START Passage to read

- The Washington Times - Wednesday, March 15, 2017

Attorney General Jeff Sessions publicly rejected marijuana legalization efforts Wednesday, offering perhaps his harshest critique of cannabis yet since being confirmed to office last month.

“I think medical marijuana has been hyped, maybe too much,” the head of the Justice Department told reporters Wednesday after a speaking engagement in Richmond, Virginia.

Mr. Sessions added that he’s “personally not in favor” of the notion that there’s “nothing wrong with” recreational marijuana, the Washington Examiner reported, and questioned the legality of several states’ decision to legalize weed despite the Justice Department’s longstanding prohibition on pot.



Federal law is “not eviscerated because the state ceases to enforce it in that state,” Mr. Sessions said, the Examiner reported.

Medical marijuana is legal in 28 states and D.C., while eight states and the capital have passed laws letting adults consume cannabis in accordance with local rules and regulation. Nonetheless, President Trump’s appointment of a noted pot opponent as the nation’s top law enforcer was quick to raise concerns among marijuana advocates who fear his Justice Department may begin to intervene in states with legal weed.

Mr. Sessions’ comments Wednesday were relayed by reporters after he addressed an audience of law enforcement officials with respect to the Justice Department’s efforts to combat violent crime. According to his prepared remarks, Mr. Sessions said authorities could potentially affect change by “preventing people from ever taking drugs in the first place.”

“I realize this may be an unfashionable belief in a time of growing tolerance of drug use, but too many lives are at stake to worry about being fashionable: I reject the idea that America will be a better place if marijuana is sold in every corner store,” Mr. Sessions said.

“I am astonished to hear people suggest that we can solve our heroin crisis by legalizing marijuana — so people can trade one life-wrecking dependency for another that’s only slightly less awful,” the attorney general added.

Mr. Sessions’ comparison contrasts sharply with the stance of Chuck Rosenberg, the head of the Drug Enforcement Agency. “Heroin is clearly more dangerous than marijuana,” the DEA chief said in 2015.

Nearly 13,000 Americans died of heroin overdoses in 2015, according to the Centers for Disease Control and Prevention. Zero individuals, meanwhile, died of marijuana overdoses that year.

END Passage to read
START Stored data

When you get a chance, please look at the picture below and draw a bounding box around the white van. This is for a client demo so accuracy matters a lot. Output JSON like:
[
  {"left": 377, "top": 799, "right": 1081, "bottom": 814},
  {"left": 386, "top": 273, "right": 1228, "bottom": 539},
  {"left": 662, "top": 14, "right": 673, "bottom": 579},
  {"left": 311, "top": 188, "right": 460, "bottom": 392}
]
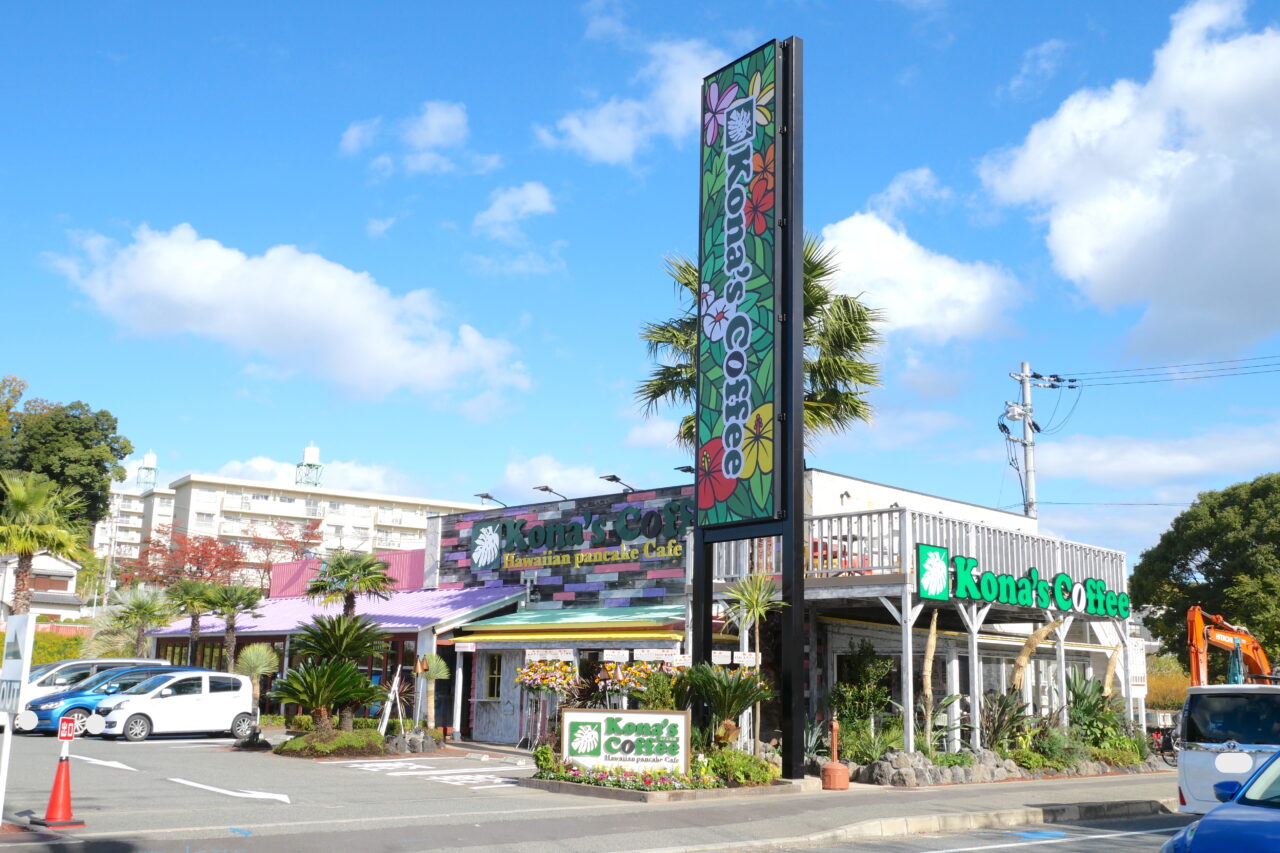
[
  {"left": 93, "top": 670, "right": 253, "bottom": 740},
  {"left": 1178, "top": 684, "right": 1280, "bottom": 815},
  {"left": 22, "top": 657, "right": 169, "bottom": 702}
]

END Stored data

▶ **Problem**
Answer these questions from the article on Sessions and marijuana:
1. In which city did Sessions speak before talking to reporters?
2. In how many states is medical marijuana legal?
3. According to the Centers for Disease Control and Prevention, how many Americans died of heroin overdoses in 2015?

▶ **Solution for this task**
1. Richmond, Virginia
2. 28 states, plus D.C.
3. Nearly 13,000